TASK TO CARRY OUT:
Go through the data and report how many lines include the word "driver", giving only the number.
DATA UNDER STUDY Block Start
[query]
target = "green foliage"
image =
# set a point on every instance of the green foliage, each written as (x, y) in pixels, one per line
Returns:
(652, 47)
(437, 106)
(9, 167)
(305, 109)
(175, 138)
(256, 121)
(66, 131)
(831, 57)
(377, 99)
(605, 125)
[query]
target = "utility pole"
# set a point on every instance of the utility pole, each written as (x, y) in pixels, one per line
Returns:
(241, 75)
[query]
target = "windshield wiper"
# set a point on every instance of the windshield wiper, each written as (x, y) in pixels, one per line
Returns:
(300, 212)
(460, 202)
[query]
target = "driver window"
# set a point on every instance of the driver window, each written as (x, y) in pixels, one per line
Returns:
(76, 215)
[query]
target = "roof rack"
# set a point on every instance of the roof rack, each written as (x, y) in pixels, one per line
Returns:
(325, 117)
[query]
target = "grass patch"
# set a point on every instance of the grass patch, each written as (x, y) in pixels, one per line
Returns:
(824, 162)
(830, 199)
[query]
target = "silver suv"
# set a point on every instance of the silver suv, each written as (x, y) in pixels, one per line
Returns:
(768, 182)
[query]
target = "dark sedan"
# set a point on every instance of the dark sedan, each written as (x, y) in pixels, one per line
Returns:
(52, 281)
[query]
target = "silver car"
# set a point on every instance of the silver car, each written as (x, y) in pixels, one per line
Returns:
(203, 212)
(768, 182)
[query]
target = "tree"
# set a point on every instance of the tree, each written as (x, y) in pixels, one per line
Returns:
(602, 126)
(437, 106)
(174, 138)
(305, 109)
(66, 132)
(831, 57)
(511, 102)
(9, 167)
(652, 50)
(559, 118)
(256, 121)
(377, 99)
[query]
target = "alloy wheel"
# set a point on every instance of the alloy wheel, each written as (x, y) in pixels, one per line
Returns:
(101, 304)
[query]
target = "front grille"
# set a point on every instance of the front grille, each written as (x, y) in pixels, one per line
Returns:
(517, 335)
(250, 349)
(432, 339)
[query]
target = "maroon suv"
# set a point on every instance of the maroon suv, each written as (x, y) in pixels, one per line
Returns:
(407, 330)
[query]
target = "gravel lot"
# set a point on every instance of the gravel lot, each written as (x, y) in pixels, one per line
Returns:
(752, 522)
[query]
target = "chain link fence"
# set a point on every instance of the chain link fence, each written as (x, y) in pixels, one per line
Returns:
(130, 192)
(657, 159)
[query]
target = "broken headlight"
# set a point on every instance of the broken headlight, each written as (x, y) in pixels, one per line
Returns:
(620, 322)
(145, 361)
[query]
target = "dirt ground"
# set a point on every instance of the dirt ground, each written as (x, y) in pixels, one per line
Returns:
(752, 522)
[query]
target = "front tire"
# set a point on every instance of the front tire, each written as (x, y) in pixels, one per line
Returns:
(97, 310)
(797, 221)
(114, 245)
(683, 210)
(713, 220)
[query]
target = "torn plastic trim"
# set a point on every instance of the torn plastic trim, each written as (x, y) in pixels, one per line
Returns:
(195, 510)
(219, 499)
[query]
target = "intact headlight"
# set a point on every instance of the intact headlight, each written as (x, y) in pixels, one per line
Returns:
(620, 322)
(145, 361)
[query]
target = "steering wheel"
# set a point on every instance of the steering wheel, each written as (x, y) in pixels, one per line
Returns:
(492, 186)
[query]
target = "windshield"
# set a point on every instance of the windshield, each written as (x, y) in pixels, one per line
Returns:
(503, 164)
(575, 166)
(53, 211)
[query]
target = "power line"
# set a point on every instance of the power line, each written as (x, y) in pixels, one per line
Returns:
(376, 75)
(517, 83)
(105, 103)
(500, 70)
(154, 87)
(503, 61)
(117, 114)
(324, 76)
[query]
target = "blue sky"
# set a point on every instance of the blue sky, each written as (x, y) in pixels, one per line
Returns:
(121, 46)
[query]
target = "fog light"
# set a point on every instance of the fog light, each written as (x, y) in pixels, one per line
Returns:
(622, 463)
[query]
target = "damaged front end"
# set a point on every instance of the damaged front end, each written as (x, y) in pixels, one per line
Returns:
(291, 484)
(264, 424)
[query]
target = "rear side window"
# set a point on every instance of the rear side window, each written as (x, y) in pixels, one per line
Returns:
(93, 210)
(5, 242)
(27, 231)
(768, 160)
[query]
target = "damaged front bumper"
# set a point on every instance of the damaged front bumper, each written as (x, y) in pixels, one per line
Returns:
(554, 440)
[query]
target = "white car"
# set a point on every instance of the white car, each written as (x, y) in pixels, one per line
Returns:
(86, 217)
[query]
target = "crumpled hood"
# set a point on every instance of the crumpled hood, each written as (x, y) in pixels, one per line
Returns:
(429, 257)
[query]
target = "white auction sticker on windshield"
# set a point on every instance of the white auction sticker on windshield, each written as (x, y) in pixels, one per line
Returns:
DATA UNDER STUDY Block End
DATA UNDER STUDY Block Start
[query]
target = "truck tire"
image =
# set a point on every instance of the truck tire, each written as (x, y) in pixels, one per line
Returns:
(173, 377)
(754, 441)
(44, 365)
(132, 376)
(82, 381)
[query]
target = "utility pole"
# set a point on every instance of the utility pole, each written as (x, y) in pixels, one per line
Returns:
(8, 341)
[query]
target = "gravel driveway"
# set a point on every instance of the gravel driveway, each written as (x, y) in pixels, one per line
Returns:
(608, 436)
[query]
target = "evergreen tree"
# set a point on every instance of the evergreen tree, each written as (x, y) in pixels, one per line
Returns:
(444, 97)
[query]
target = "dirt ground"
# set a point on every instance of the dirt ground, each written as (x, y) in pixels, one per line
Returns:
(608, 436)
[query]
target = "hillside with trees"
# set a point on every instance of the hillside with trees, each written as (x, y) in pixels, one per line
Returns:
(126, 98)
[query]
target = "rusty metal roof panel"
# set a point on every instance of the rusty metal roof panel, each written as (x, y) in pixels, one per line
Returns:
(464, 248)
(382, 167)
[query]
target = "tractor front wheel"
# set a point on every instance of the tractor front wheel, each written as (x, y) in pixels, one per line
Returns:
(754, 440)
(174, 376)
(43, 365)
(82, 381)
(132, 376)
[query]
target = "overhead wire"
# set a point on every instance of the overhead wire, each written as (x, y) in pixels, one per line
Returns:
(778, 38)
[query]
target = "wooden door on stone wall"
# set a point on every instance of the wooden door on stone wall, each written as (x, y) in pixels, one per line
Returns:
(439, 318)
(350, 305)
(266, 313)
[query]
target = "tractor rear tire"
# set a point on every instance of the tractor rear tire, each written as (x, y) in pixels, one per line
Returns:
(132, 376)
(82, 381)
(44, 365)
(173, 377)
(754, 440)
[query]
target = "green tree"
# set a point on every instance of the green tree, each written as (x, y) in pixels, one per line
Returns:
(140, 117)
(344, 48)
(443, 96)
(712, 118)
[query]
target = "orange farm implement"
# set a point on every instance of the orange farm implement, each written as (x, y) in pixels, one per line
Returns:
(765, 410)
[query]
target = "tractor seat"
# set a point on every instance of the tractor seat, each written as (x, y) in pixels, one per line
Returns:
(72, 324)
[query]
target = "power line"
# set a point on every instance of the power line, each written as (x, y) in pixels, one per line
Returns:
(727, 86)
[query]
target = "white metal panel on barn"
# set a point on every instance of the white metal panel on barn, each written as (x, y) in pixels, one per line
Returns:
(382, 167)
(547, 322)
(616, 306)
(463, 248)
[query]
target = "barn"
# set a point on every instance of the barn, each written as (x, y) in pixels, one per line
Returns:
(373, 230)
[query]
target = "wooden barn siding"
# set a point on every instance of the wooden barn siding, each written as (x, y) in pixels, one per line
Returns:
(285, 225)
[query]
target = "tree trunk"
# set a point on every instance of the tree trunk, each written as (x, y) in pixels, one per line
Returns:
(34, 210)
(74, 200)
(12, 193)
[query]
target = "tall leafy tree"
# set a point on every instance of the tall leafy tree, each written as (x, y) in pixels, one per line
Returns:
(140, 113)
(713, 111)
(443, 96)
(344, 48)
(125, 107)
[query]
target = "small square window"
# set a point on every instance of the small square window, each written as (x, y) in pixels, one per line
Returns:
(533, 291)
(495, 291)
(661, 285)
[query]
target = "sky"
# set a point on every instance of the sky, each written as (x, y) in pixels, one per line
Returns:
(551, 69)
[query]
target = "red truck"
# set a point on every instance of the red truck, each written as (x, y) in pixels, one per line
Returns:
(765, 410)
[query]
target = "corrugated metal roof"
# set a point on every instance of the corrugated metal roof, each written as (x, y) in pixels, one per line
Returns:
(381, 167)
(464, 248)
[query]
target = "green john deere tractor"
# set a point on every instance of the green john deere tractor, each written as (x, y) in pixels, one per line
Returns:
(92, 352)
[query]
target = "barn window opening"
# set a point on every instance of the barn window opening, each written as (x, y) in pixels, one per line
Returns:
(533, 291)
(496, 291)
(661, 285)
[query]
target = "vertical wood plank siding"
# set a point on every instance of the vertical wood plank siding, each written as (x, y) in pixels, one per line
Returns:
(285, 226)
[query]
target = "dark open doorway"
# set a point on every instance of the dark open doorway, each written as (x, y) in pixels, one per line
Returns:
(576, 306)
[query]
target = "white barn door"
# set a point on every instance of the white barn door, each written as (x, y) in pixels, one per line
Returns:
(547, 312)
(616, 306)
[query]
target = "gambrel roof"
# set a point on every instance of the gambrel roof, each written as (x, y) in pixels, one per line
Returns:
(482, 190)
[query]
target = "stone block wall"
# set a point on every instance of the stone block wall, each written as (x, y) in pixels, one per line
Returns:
DATA UNDER STUDY Block End
TASK RESULT:
2